> _TASK DESCRIPTION_
When you copy the records, keep every word exact and leave the pictures out.
____ STORED DATA
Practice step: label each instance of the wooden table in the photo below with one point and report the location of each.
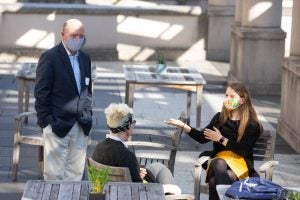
(26, 79)
(140, 76)
(64, 190)
(134, 191)
(39, 189)
(221, 189)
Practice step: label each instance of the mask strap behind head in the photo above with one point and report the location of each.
(124, 127)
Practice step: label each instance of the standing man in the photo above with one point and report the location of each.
(63, 93)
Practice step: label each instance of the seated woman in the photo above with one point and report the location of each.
(114, 152)
(234, 132)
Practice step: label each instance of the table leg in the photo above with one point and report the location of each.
(26, 104)
(20, 95)
(188, 108)
(129, 94)
(198, 105)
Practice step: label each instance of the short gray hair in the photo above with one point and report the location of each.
(118, 116)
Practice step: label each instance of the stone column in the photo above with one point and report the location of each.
(288, 125)
(220, 18)
(234, 38)
(259, 47)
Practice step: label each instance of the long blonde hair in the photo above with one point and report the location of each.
(246, 109)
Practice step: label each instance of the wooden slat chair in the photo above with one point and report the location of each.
(263, 152)
(149, 152)
(117, 174)
(26, 132)
(122, 174)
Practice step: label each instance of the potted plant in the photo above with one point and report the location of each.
(98, 178)
(161, 64)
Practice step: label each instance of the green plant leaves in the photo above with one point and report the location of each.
(98, 178)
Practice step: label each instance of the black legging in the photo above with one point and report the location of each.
(218, 173)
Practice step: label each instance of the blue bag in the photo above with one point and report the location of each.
(256, 188)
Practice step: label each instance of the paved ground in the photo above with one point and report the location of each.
(151, 106)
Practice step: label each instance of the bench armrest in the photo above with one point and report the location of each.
(267, 169)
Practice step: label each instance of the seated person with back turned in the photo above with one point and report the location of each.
(234, 132)
(114, 152)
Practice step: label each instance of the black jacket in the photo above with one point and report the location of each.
(57, 99)
(229, 130)
(114, 153)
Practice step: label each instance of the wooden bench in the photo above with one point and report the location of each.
(263, 152)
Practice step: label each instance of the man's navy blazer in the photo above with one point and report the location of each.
(58, 101)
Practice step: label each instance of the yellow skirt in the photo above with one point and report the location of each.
(236, 163)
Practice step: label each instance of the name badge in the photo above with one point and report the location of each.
(87, 80)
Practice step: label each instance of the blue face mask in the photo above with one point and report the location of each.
(75, 44)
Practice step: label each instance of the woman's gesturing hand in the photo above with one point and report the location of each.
(213, 135)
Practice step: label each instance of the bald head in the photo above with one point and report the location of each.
(73, 29)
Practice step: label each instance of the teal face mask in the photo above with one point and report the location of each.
(231, 103)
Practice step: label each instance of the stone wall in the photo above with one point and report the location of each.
(113, 32)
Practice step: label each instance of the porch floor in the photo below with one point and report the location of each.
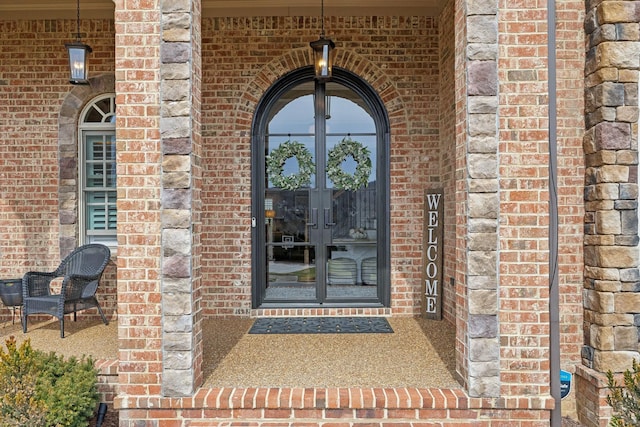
(420, 353)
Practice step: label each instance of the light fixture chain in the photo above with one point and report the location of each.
(78, 21)
(322, 18)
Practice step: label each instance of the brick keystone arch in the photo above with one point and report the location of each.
(302, 57)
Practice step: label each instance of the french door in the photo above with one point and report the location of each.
(320, 195)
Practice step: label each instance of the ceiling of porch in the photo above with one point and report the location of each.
(66, 9)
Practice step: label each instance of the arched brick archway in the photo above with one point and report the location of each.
(70, 110)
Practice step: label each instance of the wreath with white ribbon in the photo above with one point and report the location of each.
(338, 154)
(277, 159)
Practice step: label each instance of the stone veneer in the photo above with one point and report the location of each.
(483, 198)
(611, 298)
(180, 131)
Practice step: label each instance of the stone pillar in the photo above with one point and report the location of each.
(180, 74)
(483, 199)
(611, 298)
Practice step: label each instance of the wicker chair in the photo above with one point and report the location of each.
(80, 271)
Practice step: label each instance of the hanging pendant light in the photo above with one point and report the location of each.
(78, 56)
(323, 53)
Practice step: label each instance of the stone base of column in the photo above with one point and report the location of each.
(591, 397)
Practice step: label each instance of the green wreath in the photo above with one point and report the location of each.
(342, 180)
(277, 159)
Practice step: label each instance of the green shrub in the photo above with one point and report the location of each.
(625, 399)
(40, 389)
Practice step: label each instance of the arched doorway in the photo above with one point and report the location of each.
(320, 194)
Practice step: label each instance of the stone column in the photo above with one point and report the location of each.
(180, 75)
(611, 297)
(483, 198)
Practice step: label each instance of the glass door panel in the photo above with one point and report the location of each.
(319, 241)
(351, 151)
(290, 175)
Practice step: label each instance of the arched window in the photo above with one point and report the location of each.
(97, 171)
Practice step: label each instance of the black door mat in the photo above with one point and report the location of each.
(321, 325)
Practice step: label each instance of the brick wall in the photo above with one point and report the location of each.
(139, 158)
(524, 199)
(570, 94)
(33, 85)
(448, 118)
(242, 57)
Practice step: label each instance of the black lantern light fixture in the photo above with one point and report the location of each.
(78, 56)
(323, 53)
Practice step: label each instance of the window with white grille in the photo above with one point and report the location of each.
(97, 154)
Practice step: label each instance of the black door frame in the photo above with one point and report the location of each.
(381, 120)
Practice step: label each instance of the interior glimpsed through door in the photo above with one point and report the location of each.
(318, 172)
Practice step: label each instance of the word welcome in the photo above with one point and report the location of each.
(432, 255)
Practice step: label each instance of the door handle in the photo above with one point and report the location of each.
(314, 218)
(328, 221)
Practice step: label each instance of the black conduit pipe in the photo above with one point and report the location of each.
(554, 293)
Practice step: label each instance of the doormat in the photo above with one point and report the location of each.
(321, 325)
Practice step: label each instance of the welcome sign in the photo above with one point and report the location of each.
(432, 254)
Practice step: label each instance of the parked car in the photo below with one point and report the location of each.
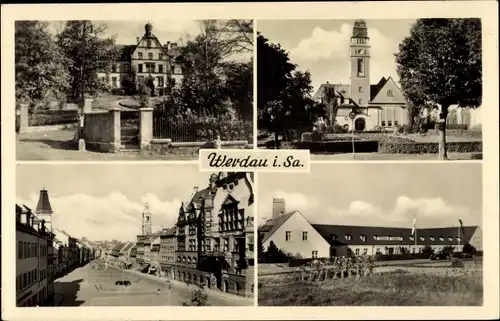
(440, 256)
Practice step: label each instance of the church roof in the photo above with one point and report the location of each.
(43, 206)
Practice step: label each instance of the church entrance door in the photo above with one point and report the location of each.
(359, 124)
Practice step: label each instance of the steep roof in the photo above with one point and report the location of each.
(273, 225)
(336, 235)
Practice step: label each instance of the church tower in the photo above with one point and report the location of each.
(146, 221)
(360, 63)
(44, 210)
________
> _SOLUTION_
Practice step: label each instance of the wooden table in the photo below with one point and report the location of each.
(26, 79)
(140, 76)
(64, 190)
(134, 191)
(39, 189)
(221, 189)
Practice step: label each instance of the mask strap behind head in the photo above with one point and report the location of each.
(124, 127)
Practice step: label each instance of the standing man in the photo above with one point and report the location of each.
(63, 93)
Practice step: label each instance of the seated woman in the photo above with one point and report the location of each.
(114, 152)
(234, 132)
Practice step: label each instance of the table leg in the photo above with one point and report the location of each.
(26, 104)
(20, 95)
(188, 108)
(129, 94)
(198, 105)
Practice step: label each instance of the short gray hair in the photo above with one point and report the location of each.
(118, 116)
Practice step: label each instance of the stone column in the photo above with one point and report the location of each.
(288, 125)
(220, 18)
(234, 38)
(259, 47)
Practice step: label each instance of the long blonde hair in the photo above with one point and report the location of each.
(246, 109)
Practice step: label each instance of the wooden slat chair in the photo above with one point and report the location of each.
(263, 152)
(149, 152)
(117, 174)
(26, 132)
(122, 174)
Practice step: label each instance of the potted plant in the photo above with one point and report the location of each.
(98, 178)
(161, 64)
Practice step: label each instance of the green plant leaves in the photo above with one point and report the location of each.
(98, 178)
Practice step: label each instance of the black legging in the photo above with one point and report the location of each.
(218, 173)
Practice step: label each instance of the blue bag in the photo above with one point and report the location of each.
(256, 188)
Practice step: label each instance of the paved ground in the photo above with one point and report the location of each.
(151, 106)
Practice step: label each instance of the bench armrest in the photo above with one point and report the location of each.
(267, 169)
Practice step: label each instance of the seated person with back turned in the photo above with one point and report the location of each.
(234, 132)
(114, 152)
Practice step: label each instance of the black jacket in the photo above with one point and report the location of each.
(57, 99)
(229, 130)
(114, 153)
Practice step: label each instance of the wooden bench in the photo above with one point and report the location of each.
(263, 152)
Practice step: label each instance of the man's navy blazer in the photo above with one point and report the location of each.
(58, 101)
Practice step: label each instance of the yellow skirt in the photo above with one point and report the location of each.
(236, 163)
Practice step: label each instance of the name badge in the photo above with one point and report the location of each.
(87, 80)
Practice step: label each instance of the blue face mask in the photo above with one point and report the location of each.
(75, 44)
Practice step: label each instance of the woman's gesturing hand in the photo above with one point and report the location of each.
(213, 135)
Practice step: label each instance of the bald head in the photo above with one point and report the location of each.
(73, 29)
Practice step: label each instance of the teal face mask in the photo above with one point and report the location of each.
(231, 103)
Practice step: label each instance of the stone wall in the photo above with one point and report the location of each.
(113, 32)
Practice step: label each instance of the porch floor in the photo below with one point and report the location of each.
(420, 353)
Practice step: label each instance of the light fixture chain in the photo above with one point and report the location of each.
(78, 21)
(322, 18)
Practice step: label each instance of the brick keystone arch in the photo above with one point and report the location of each.
(302, 57)
Practice step: label each instance of the french door in the photo above with one point and report the location of each.
(320, 195)
Practice step: label each instance of the ceiling of porch in the photo above with one point and report the location of each.
(66, 9)
Practice step: label each instance of the arched brick archway in the photo above with one point and report the location of each.
(70, 110)
Practice step: label each instance of the wreath with white ribbon in the photo above with one point and report the location of each.
(338, 154)
(277, 159)
Practice step: label each instance of the stone veneer in the photo above with one point and report the location of each.
(483, 198)
(611, 298)
(180, 131)
Practice step: label each instance of the stone pillar in the photo above with one point and report the location of each.
(180, 74)
(483, 199)
(611, 298)
Practice step: label each instance of the wicker chair in the photo above with one point and report the location of each.
(80, 271)
Practice step: label each instance of the hanging pendant light in the photo above with one point and report the location of each.
(78, 56)
(323, 53)
Practice step: label each instance of the stone base of column in the photo above with one point and report the location of each.
(591, 397)
Practice step: label each instance of the green wreath in the photo above with one point and report the location of each.
(342, 180)
(277, 159)
Practice step: label each instance of the green shrub in the photo above with one point and report the location of each.
(625, 399)
(40, 389)
Practice step: label each instance of the arched doorway in the photo above with one point and report the location of each.
(320, 194)
Practice step: label each instance of the stone column in the photo above with one point and report the location of each.
(180, 75)
(611, 297)
(483, 198)
Practice step: label each instance of the glass door panel in the photo above with one point and report the location of each.
(319, 241)
(351, 151)
(290, 175)
Practice step: label each instance of the arched window in the photo above with one point and report the location of each.
(97, 171)
Practice step: label each instance of the black door mat in the photo above with one point and report the location of each.
(321, 325)
Practice step: label each instance of the brick wall in the photo above with one point and report the location of each.
(139, 158)
(524, 199)
(570, 94)
(33, 85)
(448, 118)
(242, 57)
Practice step: label each instance of the black lantern light fixture in the photo above with one point and report the location of each.
(78, 56)
(323, 53)
Practice step: label each instance of the window with white grille in the photo above with one point and report the location of each.
(97, 154)
Practice step: label each instance of the black door frame in the photo above with one point and report the location of each.
(381, 120)
Practice step: label each instance of the interior glimpsed through door in the photo above with one point and report the location of each.
(318, 172)
Practice step: label each instance of the word welcome in the photo above with one point and report the location of each.
(432, 255)
Practice step: label each instance of the door handle in the photo above with one point and report the location of each.
(314, 218)
(328, 221)
Practice step: label each instance of the black conduit pipe in the photo above with one point and report the location of each.
(554, 293)
Practice step: label each instance of the doormat in the photo above with one point and report the location of each.
(321, 325)
Practice step: label each instance of the welcome sign in the photo above with one point and report the location of each.
(432, 254)
Practice step: label each instance of the parked car in the photo below with one point and report the location of each.
(440, 256)
Practice step: label each instance of the church roof in the photo above with one point and report the location of each.
(43, 206)
Practice step: label each instance of the church entrance door in the photo above with one point and report the location of each.
(359, 124)
Practice step: label each instance of the steep roof in the photo above with one point and report the location of each.
(273, 225)
(336, 235)
Practice step: label each instance of the church tower in the photo above with one point and report the location of each.
(146, 221)
(360, 63)
(44, 210)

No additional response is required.